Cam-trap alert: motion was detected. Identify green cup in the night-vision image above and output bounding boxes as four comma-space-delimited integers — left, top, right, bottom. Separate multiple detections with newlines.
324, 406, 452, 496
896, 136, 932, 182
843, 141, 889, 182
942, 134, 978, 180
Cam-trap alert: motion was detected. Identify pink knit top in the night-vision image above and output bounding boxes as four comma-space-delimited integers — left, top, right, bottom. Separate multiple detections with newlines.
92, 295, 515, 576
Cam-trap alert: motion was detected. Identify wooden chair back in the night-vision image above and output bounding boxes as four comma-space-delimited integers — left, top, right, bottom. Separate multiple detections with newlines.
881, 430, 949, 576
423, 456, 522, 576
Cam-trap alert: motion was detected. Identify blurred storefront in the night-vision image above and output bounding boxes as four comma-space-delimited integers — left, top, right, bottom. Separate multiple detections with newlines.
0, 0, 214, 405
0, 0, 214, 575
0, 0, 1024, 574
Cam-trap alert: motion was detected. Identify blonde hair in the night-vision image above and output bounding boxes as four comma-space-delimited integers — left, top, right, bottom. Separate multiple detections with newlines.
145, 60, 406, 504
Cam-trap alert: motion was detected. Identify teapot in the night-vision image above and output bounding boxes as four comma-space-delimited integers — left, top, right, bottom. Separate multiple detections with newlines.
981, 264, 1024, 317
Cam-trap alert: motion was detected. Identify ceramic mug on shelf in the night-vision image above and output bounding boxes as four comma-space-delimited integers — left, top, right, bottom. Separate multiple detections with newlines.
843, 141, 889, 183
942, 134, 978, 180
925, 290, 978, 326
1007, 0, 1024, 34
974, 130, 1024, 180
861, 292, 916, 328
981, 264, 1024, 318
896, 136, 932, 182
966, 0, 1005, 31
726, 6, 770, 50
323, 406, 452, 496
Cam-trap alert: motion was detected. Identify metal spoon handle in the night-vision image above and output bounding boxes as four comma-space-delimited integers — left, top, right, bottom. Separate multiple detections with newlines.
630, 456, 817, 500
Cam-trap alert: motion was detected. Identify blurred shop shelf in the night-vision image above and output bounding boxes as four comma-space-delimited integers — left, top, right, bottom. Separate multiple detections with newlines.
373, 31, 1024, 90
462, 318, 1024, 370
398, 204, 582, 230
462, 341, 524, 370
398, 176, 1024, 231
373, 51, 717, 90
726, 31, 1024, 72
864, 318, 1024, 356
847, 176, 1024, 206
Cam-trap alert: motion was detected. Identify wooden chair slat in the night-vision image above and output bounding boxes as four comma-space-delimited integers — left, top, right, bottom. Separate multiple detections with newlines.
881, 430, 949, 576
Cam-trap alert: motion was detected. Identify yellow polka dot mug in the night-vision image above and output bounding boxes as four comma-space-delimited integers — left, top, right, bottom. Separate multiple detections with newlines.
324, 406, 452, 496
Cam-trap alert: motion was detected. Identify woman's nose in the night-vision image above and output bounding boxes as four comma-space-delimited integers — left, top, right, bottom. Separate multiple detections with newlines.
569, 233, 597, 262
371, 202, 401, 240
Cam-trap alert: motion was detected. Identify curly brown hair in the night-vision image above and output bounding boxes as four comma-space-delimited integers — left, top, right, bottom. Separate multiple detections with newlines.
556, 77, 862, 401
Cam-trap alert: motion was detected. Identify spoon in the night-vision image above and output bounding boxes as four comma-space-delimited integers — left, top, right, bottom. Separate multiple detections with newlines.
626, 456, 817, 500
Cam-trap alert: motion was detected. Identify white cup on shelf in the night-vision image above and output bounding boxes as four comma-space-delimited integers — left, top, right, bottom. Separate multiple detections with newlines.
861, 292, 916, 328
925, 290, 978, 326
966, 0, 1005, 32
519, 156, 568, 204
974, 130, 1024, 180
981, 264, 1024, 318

__Your instructions__.
Write out again the lines from the one containing "Cam-trap alert: motion was detected. Identify blurred storefront" through the one containing "145, 60, 406, 504", inclusive, switching "night-vision" to "thermal" and leaving everything else unchanged.

__Task answer__.
Cam-trap alert: motion was detected. Identify blurred storefront in the thermal image above and output bounding boxes as four comma-space-delimited integers — left, top, right, bottom. Separate multiple detections with newlines.
0, 0, 214, 405
0, 0, 214, 575
0, 0, 1024, 574
Cam-trap alert: motion was detected. Identify blonde hair in the thermal image above and output bounding boxes as four comma-space-delimited integers — left, top, right, bottom. Separate multiple detections with newlines.
145, 60, 406, 504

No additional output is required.